SOURCE INFORMATION:
>>>>>

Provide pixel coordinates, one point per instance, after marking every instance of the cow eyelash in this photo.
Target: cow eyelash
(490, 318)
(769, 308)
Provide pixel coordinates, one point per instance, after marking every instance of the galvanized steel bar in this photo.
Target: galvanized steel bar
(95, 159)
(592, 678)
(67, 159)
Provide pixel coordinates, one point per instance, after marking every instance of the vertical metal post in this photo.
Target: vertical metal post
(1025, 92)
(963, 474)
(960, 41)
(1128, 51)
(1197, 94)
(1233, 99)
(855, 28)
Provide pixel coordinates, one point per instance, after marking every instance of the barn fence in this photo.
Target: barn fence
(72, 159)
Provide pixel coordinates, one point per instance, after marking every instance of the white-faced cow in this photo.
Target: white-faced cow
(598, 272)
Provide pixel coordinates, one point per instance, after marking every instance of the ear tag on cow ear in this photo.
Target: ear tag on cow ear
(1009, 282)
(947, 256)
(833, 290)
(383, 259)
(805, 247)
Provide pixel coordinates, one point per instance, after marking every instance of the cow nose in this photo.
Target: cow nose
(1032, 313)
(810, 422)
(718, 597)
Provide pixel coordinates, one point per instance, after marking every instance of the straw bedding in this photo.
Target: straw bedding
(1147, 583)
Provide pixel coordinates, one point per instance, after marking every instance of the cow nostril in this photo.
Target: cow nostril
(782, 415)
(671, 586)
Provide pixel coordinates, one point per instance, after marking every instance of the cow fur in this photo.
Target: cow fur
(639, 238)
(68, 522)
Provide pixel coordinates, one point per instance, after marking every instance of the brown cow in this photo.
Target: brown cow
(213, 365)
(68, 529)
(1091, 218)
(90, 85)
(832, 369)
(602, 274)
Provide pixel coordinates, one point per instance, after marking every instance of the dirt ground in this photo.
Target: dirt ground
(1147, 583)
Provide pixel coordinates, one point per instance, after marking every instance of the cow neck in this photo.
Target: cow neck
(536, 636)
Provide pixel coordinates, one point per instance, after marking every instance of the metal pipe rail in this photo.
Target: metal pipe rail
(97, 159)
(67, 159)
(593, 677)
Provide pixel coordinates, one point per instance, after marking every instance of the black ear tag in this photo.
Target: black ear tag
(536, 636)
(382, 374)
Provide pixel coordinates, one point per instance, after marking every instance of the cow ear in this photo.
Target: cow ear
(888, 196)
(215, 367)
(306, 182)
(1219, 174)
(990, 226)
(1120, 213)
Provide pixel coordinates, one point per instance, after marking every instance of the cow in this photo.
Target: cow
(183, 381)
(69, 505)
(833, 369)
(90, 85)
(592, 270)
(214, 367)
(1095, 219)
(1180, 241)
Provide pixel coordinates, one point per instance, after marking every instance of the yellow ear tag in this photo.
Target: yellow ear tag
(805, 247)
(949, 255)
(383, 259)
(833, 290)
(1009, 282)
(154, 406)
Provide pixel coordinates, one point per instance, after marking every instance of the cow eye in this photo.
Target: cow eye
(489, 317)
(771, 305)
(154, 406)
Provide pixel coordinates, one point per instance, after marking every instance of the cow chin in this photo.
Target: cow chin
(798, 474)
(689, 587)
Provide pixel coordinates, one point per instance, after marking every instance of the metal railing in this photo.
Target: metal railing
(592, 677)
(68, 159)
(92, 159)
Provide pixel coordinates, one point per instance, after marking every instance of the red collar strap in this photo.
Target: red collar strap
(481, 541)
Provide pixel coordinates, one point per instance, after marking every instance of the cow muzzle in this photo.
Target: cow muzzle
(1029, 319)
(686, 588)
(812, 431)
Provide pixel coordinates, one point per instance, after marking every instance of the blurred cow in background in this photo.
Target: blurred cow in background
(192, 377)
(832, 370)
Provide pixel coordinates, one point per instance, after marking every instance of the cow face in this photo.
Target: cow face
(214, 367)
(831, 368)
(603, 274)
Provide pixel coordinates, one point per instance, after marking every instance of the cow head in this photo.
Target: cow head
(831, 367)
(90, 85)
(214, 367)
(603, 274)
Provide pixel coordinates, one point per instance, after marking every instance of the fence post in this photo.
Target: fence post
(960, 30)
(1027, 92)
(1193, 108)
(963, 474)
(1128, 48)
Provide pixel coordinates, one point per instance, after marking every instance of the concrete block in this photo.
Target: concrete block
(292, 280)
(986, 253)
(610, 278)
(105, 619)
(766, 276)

<<<<<

TASK INSTRUCTIONS:
Beginning at the line with "fence post in this photo." and ending at the last line of the entries, print every line exactly.

RESPONSE:
Provide pixel coordinates, one point per instance, after marking every instance of the fence post in this photo.
Target: fence post
(960, 30)
(1027, 92)
(1193, 108)
(963, 474)
(1128, 48)
Provide pixel coordinates, one point per instance, after marking every instance of the concrete block in this photo.
Target: concrete block
(292, 280)
(986, 253)
(610, 278)
(105, 619)
(766, 276)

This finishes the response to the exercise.